LeetCode – Refresh – Valid Binary Search Tree

Inorder traversal the tree and compare one by one.

/**
* Definition for binary tree
* struct TreeNode {
*     int val;
*     TreeNode *left;
*     TreeNode *right;
*     TreeNode(int x) : val(x), left(NULL), right(NULL) {}
* };
*/
class Solution {
public:
void getTree(vector<int> &result, TreeNode *root) {
if (!root) return;
getTree(result, root->left);
result.push_back(root->val);
getTree(result, root->right);
}
bool isValidBST(TreeNode *root) {
if (!root) return true;
vector<int> result;
getTree(result, root);
for (int i = 0; i < result.size()-1; i++) {
if (result[i] >= result[i+1]) return false;
}
return true;
}
};

Another method is use BST properties. Then constrains two boundaries. But this does not work not. There are couple edge cases related with INT_MAX and INT_MIN;

/**
* Definition for binary tree
* struct TreeNode {
*     int val;
*     TreeNode *left;
*     TreeNode *right;
*     TreeNode(int x) : val(x), left(NULL), right(NULL) {}
* };
*/
class Solution {
public:
bool isValid(TreeNode *root, int lMin, int lMax) {
if (!root) return true;
if (root->val <= lMin || root->val >= lMax) return false;
return isValid(root->left, lMin, root->val) && isValid(root->right, root->val, lMax);
}
bool isValidBST(TreeNode *root) {
if (!root) return true;
return isValid(root, INT_MIN, INT_MAX);
}
};

## Region segmentation data:
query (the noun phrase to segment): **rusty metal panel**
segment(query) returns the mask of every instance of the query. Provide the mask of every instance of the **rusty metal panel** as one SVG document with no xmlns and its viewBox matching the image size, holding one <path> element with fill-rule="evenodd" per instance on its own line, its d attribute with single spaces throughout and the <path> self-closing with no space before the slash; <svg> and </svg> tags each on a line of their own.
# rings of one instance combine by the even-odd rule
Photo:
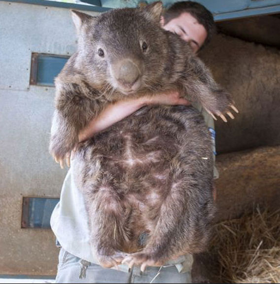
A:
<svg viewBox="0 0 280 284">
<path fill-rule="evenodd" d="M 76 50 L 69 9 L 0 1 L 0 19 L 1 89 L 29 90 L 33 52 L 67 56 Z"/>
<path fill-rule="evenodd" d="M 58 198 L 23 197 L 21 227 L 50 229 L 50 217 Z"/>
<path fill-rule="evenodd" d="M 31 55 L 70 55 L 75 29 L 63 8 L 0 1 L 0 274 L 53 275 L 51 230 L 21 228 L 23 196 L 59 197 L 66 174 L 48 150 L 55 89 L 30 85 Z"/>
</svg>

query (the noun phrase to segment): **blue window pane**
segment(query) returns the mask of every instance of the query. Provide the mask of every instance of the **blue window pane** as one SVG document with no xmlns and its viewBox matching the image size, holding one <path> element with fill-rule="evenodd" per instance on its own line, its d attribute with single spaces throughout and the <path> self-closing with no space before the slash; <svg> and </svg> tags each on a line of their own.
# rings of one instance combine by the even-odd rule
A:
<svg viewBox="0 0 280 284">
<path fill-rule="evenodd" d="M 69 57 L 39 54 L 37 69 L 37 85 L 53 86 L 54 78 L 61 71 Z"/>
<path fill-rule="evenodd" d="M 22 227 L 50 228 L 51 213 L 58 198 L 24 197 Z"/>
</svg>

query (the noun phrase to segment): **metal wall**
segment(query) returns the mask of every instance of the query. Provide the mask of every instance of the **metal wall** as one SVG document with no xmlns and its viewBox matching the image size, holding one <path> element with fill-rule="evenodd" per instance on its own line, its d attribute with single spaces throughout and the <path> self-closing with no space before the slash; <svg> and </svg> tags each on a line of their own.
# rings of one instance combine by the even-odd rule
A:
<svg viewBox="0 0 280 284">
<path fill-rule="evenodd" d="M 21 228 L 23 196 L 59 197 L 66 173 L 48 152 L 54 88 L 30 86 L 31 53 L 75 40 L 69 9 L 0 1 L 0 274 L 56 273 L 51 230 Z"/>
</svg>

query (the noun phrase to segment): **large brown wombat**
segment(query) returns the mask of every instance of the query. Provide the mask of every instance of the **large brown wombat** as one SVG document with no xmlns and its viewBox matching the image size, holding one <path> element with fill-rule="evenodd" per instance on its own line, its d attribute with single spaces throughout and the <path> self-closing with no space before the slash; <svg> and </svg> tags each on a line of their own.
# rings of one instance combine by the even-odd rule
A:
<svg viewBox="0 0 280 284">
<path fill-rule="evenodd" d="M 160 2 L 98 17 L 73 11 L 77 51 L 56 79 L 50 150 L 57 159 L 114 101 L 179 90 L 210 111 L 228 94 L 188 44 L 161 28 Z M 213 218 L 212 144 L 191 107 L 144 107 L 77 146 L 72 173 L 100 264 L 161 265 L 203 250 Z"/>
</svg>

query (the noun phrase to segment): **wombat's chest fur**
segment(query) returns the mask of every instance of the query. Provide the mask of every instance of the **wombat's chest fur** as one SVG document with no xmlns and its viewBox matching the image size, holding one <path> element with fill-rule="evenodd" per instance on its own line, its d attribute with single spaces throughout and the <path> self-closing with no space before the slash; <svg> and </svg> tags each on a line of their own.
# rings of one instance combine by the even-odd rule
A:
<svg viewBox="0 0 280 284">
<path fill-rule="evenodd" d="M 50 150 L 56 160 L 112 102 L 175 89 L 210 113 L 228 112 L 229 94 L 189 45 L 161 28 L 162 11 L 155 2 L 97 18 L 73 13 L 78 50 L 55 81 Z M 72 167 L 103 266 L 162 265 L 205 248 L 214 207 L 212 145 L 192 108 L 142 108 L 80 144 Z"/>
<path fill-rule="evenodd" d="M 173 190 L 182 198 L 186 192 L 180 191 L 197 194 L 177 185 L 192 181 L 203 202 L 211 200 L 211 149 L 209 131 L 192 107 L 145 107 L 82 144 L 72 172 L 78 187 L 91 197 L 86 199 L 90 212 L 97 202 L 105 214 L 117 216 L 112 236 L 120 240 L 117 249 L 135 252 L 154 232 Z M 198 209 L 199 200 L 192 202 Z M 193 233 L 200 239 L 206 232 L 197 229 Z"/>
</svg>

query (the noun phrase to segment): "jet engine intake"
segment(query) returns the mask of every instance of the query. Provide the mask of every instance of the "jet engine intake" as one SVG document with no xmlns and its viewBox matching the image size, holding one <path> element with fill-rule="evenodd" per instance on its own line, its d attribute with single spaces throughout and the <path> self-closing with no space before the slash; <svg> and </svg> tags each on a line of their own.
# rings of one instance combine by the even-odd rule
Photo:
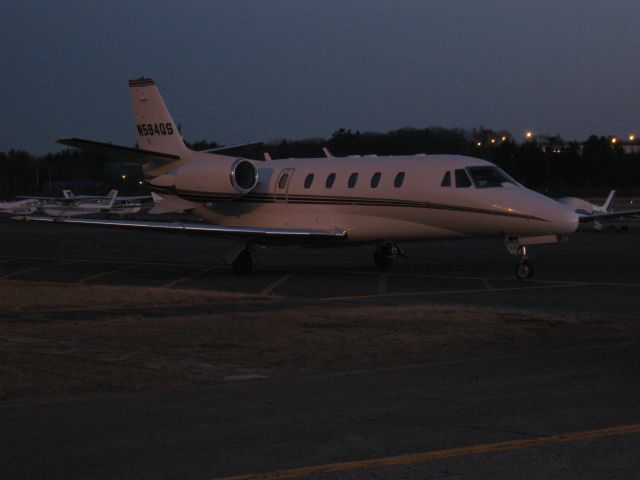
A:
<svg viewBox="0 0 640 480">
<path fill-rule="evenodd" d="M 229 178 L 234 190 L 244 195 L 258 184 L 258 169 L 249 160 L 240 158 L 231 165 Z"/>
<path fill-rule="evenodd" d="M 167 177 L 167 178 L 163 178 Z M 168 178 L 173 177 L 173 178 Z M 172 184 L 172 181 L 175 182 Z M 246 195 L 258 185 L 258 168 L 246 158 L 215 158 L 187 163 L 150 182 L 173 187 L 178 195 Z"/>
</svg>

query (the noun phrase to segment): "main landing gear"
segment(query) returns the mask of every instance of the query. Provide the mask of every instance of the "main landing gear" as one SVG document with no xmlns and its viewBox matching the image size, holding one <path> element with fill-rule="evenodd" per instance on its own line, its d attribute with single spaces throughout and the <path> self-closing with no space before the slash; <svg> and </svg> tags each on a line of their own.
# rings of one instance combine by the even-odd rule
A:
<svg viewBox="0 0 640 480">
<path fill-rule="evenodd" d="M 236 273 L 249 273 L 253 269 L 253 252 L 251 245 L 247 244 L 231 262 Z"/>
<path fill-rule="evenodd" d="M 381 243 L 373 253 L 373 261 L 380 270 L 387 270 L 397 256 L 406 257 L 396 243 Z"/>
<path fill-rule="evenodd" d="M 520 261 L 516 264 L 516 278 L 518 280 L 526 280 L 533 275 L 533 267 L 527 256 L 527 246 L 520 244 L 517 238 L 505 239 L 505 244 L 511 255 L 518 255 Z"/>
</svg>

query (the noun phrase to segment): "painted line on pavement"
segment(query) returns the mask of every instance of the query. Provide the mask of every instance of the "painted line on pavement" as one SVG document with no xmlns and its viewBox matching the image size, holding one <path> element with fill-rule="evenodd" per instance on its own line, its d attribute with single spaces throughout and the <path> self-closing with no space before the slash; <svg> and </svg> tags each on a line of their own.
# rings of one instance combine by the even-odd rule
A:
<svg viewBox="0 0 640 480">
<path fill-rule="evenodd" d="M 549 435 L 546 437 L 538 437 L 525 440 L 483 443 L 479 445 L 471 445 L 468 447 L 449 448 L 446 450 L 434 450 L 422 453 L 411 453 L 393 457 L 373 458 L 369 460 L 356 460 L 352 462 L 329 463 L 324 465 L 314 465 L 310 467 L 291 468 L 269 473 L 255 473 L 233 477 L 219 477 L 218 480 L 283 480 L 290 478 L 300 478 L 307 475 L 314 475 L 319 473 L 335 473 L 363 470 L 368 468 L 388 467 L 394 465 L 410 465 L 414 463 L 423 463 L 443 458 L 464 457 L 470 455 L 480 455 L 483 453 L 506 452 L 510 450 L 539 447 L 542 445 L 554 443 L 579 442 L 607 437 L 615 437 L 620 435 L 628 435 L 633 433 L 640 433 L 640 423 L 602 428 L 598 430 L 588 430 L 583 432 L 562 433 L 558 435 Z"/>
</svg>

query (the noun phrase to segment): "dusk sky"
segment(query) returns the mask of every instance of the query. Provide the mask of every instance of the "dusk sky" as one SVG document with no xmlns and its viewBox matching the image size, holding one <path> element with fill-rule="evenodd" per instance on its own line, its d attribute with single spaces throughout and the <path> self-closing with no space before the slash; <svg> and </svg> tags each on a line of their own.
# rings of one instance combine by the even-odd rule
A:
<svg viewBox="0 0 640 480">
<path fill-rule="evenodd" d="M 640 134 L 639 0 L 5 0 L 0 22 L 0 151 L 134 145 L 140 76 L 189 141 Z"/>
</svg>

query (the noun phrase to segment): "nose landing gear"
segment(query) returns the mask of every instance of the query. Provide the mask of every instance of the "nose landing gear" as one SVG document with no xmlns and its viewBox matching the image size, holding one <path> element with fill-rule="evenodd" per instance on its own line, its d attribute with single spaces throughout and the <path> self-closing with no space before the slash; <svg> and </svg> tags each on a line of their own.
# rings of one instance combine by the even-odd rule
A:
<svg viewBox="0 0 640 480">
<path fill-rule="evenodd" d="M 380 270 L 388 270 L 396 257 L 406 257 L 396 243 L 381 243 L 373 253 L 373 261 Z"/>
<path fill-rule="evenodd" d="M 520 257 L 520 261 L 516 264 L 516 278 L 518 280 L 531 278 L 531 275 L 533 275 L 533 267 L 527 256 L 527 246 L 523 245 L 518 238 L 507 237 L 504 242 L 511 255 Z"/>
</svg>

## Required work:
In the write-up on validating a binary search tree, what edge cases are said to cause trouble for the method that constrains two boundaries?

## Correct answer:
Edge cases related to INT_MAX and INT_MIN.